Segment Start: Records for this task

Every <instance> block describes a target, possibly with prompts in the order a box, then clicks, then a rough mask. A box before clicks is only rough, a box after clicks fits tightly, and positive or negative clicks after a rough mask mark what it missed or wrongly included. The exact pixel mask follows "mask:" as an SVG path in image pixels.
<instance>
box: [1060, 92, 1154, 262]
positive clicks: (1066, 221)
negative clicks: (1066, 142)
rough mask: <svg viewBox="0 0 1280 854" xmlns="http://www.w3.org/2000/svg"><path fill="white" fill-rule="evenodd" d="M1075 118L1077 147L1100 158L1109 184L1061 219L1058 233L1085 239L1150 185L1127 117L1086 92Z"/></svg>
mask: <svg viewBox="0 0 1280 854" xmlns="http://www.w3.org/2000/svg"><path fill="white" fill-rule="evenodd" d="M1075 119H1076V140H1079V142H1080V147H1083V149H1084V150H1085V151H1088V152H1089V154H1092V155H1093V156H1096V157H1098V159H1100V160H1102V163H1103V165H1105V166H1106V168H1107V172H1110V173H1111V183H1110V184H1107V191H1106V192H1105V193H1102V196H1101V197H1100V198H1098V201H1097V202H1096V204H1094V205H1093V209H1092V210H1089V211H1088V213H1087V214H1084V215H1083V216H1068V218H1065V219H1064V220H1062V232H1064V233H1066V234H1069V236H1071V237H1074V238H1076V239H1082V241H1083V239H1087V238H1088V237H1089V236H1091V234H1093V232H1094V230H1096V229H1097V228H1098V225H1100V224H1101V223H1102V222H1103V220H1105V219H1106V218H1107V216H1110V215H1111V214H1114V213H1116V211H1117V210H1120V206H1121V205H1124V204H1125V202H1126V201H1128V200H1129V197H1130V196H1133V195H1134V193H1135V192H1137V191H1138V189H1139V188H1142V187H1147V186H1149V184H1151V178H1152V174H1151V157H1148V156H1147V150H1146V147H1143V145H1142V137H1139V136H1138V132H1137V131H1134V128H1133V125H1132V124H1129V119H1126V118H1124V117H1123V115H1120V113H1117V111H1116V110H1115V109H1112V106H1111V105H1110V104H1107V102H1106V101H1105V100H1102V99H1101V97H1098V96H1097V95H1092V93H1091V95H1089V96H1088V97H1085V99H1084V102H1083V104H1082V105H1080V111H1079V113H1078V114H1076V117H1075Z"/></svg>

Segment End: Records for this task

* [Problem]:
Print the material once more, exactly.

* [Response]:
Every <instance> block describes a target, possibly with prompts in the order a box, then clicks, then a rough mask. A box before clicks is only rough, a box after clicks fits tightly, and positive or negative clicks after a rough mask mark what it missed or wrongly included. The exact pixel mask follows "mask:" as an SVG path in image pixels.
<instance>
box: [1060, 92, 1154, 262]
positive clicks: (1066, 221)
negative clicks: (1066, 142)
rough mask: <svg viewBox="0 0 1280 854" xmlns="http://www.w3.org/2000/svg"><path fill="white" fill-rule="evenodd" d="M1075 118L1077 147L1100 158L1109 184L1061 219L1058 233L1085 239L1150 185L1127 117L1086 92Z"/></svg>
mask: <svg viewBox="0 0 1280 854" xmlns="http://www.w3.org/2000/svg"><path fill="white" fill-rule="evenodd" d="M1075 119H1076V140H1079V142H1080V147H1083V149H1084V150H1085V151H1088V152H1089V154H1092V155H1093V156H1096V157H1098V159H1100V160H1102V163H1103V165H1105V166H1106V168H1107V172H1110V173H1111V183H1110V184H1107V191H1106V192H1105V193H1102V196H1101V197H1100V198H1098V201H1097V202H1096V204H1094V205H1093V209H1092V210H1089V211H1088V213H1087V214H1084V215H1083V216H1068V218H1065V219H1064V220H1062V232H1064V233H1066V234H1069V236H1071V237H1074V238H1076V239H1082V241H1083V239H1087V238H1088V237H1089V236H1091V234H1093V232H1094V230H1096V229H1097V228H1098V225H1100V224H1101V223H1102V222H1103V220H1105V219H1106V218H1107V216H1110V215H1111V214H1114V213H1116V211H1117V210H1120V206H1121V205H1124V204H1125V202H1126V201H1128V200H1129V197H1130V196H1133V195H1134V193H1135V192H1137V191H1138V189H1139V188H1142V187H1147V186H1149V184H1151V178H1152V174H1151V157H1148V156H1147V150H1146V147H1143V145H1142V137H1139V136H1138V132H1137V131H1134V128H1133V125H1132V124H1129V119H1126V118H1124V117H1123V115H1120V113H1117V111H1116V110H1115V109H1112V106H1111V105H1110V104H1107V102H1106V101H1105V100H1102V99H1101V97H1098V96H1097V95H1092V93H1091V95H1089V96H1088V97H1085V99H1084V102H1083V104H1082V105H1080V111H1079V113H1078V114H1076V117H1075Z"/></svg>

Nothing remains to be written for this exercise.